Directions for this task:
Only the lines from the one containing "the blue sky." to the end of the listing below should be returned, exactly as written and without pictures.

Data for this task:
+ + + + + + +

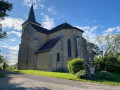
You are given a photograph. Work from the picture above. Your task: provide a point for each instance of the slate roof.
(49, 44)
(60, 27)
(64, 26)
(40, 29)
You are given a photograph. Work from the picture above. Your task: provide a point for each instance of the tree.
(2, 59)
(4, 7)
(93, 49)
(110, 44)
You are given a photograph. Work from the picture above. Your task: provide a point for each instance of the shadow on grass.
(5, 83)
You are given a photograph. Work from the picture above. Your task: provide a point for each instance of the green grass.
(2, 75)
(69, 76)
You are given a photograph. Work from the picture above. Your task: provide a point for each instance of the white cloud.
(48, 22)
(51, 10)
(16, 33)
(37, 3)
(14, 23)
(89, 33)
(113, 29)
(13, 39)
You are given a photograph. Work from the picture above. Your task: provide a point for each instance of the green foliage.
(2, 75)
(107, 76)
(110, 64)
(83, 74)
(2, 59)
(4, 7)
(93, 49)
(75, 65)
(99, 63)
(110, 44)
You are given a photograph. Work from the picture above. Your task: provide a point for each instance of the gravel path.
(17, 81)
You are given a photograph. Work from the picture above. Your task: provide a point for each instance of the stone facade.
(50, 50)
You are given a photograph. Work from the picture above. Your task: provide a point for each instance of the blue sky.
(94, 17)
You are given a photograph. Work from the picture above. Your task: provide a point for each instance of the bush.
(82, 74)
(104, 75)
(75, 65)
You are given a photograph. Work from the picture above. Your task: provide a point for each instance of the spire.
(31, 16)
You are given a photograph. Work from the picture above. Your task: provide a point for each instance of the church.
(50, 50)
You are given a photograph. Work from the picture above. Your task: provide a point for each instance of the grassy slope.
(68, 76)
(1, 75)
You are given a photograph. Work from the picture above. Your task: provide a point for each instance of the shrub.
(82, 74)
(75, 65)
(104, 75)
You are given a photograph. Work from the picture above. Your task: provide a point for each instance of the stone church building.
(50, 50)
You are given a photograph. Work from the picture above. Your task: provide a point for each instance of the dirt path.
(17, 81)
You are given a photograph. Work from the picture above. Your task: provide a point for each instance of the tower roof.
(31, 16)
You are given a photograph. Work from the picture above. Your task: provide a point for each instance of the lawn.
(2, 75)
(69, 76)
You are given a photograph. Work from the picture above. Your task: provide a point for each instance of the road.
(17, 81)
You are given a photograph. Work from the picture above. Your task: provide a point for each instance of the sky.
(94, 17)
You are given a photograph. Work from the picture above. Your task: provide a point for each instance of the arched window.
(69, 48)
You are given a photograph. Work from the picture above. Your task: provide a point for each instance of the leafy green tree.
(2, 59)
(110, 44)
(5, 6)
(93, 49)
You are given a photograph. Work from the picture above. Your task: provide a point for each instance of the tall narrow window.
(58, 57)
(69, 48)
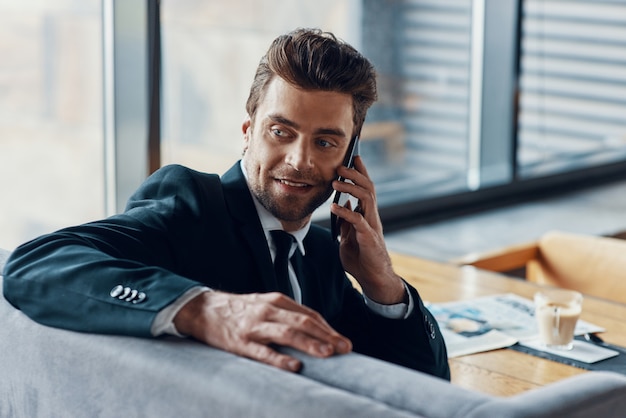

+ + + + + + +

Result of this task:
You are given a photograph. Work from the picture above. Your task: provide a point for each instance of the blue sky.
(94, 17)
You are given a photograph. Work from the picture above. Your task: provide a point for each instance of the bush.
(82, 74)
(104, 75)
(75, 65)
You are given a photograph. Work from the picture above. Your task: provide a point for each instance of the spire.
(31, 16)
You are given a photograph. Work from the picture above. Your task: provide a point for each instance of the church.
(50, 50)
You are given a photograph. Work from the picture above. Your task: provide a point for each instance of the grassy slope.
(68, 76)
(1, 75)
You are given a photograph. Work from the picture above. Your task: provide a point for each instance of the shrub.
(82, 74)
(75, 65)
(104, 75)
You are given a photograph. Work from the picture above. Your task: provide a point for each instance of the stone church building.
(50, 50)
You are given a photograph. Work from the picture above. Your task: provide a point for each instance of the dirt path.
(17, 81)
You are given a photograph. Work from the picture above. Your task: provide a point for each instance of the tower roof.
(31, 16)
You are given a photograph. Work from the picture above. Your task: provide a point for each instance of the lawn.
(2, 75)
(69, 76)
You are given a photograph. Work from the picture above. Your task: provide a point for each instance of the road.
(17, 81)
You are given a photograph. Work from the picture above. Your task: provide a point for each instance of the sky.
(94, 17)
You are given a photograph. Work from the picture above. Your task: provide a point for each instance of the arched window.
(69, 48)
You are given a photograph. Work from the picture above. Your task: provide a point for each instance of the leafy green tree.
(2, 59)
(110, 44)
(5, 6)
(93, 49)
You are given a photograph. Work from the picture above. Your task: provide a point for each instance of the tall narrow window.
(58, 57)
(69, 48)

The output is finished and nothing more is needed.